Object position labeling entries
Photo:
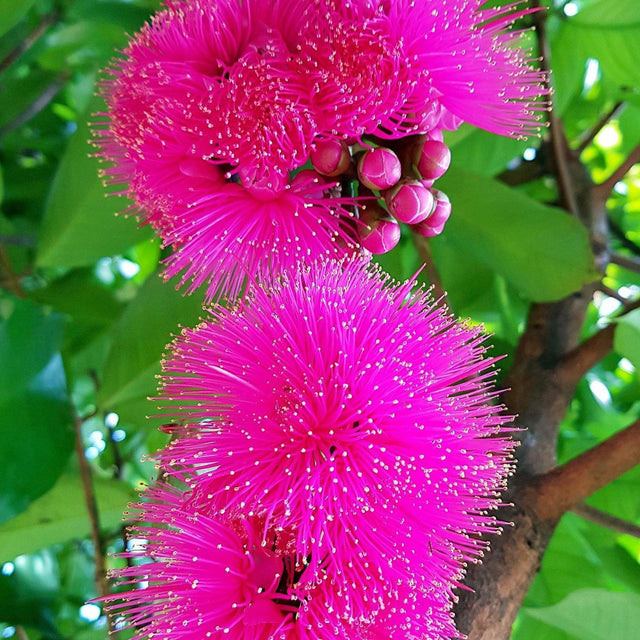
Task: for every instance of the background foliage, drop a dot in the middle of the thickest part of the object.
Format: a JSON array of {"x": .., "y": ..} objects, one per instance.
[{"x": 84, "y": 316}]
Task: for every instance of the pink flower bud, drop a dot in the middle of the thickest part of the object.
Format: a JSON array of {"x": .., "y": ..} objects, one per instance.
[
  {"x": 434, "y": 224},
  {"x": 379, "y": 168},
  {"x": 330, "y": 157},
  {"x": 434, "y": 159},
  {"x": 378, "y": 235},
  {"x": 410, "y": 201}
]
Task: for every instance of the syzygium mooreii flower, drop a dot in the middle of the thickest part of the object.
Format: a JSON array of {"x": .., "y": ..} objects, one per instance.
[
  {"x": 208, "y": 116},
  {"x": 341, "y": 407}
]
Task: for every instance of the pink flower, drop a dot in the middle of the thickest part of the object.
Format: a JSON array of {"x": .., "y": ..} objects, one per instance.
[
  {"x": 217, "y": 105},
  {"x": 357, "y": 416}
]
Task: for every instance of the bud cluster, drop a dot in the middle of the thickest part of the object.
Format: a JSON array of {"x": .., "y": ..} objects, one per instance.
[{"x": 394, "y": 184}]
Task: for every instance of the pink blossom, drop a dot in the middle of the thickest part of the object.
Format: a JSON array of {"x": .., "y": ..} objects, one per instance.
[
  {"x": 213, "y": 94},
  {"x": 351, "y": 412}
]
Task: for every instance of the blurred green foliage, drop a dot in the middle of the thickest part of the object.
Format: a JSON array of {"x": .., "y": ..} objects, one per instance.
[{"x": 84, "y": 317}]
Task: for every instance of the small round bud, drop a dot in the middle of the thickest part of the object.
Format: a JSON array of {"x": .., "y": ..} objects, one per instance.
[
  {"x": 379, "y": 168},
  {"x": 330, "y": 157},
  {"x": 410, "y": 201},
  {"x": 434, "y": 159},
  {"x": 434, "y": 224},
  {"x": 380, "y": 236}
]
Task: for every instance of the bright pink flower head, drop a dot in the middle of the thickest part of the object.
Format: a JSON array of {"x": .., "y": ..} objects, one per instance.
[
  {"x": 208, "y": 115},
  {"x": 353, "y": 413}
]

§ TASK PROMPT
Rewrite all of the material above, changing "thickest part" to "widest part" wherever it occurs and keeping everything else the same. Leave the pictures out of your answer.

§ OUTPUT BELOW
Photo:
Task: for every instance of the background foliage, drop a dot in the middle of the widest part of the object.
Format: a JSON array of {"x": .., "y": ..} objects, one per instance.
[{"x": 84, "y": 316}]
Task: for every instance of the pink flower bud, drop a dot in the middle of the widest part of the object.
Format: a JSON array of {"x": .., "y": ..} objects, one per instance.
[
  {"x": 434, "y": 224},
  {"x": 379, "y": 168},
  {"x": 330, "y": 157},
  {"x": 434, "y": 159},
  {"x": 378, "y": 235},
  {"x": 410, "y": 201}
]
Task: for every instance of the syzygium mooreii flower, drop a dot in the middle of the widest part of the object.
Format: a JSON array of {"x": .., "y": ..} objects, one per instance.
[
  {"x": 208, "y": 116},
  {"x": 341, "y": 407}
]
Task: for every instance of the pink flower, drop a dot in the middle of the widest part of the object.
Format: a JSON array of {"x": .., "y": ..} objects, one per instance.
[
  {"x": 217, "y": 105},
  {"x": 357, "y": 416}
]
Task: for every instance of the bud cluster, drop a dot in the middle of the widest part of the object.
Format: a JSON array of {"x": .., "y": ..} objects, one per instance.
[{"x": 394, "y": 184}]
Task: for every instance of the pink blossom, drop a dot in the middle of the widest part of the object.
Format: a JSON array of {"x": .., "y": ..} objects, one per instance.
[
  {"x": 213, "y": 94},
  {"x": 351, "y": 412}
]
Task: for every instance of the blurred green foliage, drop a dot in the middle of the widest part of the object.
Format: a JSON array of {"x": .., "y": ..} objects, one per instance.
[{"x": 84, "y": 317}]
Task: for every instance of the small round bud, drop a dot in the middle of the widest part of the object.
Format: a JSON array of {"x": .., "y": ..} objects, one per instance.
[
  {"x": 379, "y": 168},
  {"x": 330, "y": 157},
  {"x": 410, "y": 201},
  {"x": 434, "y": 159},
  {"x": 434, "y": 224},
  {"x": 380, "y": 236}
]
Task: for every instance of the bright pink flower head, drop a dot in the middle of the widest part of the object.
Format: a JSON array of {"x": .., "y": ..} objects, one per instance.
[
  {"x": 208, "y": 115},
  {"x": 353, "y": 413}
]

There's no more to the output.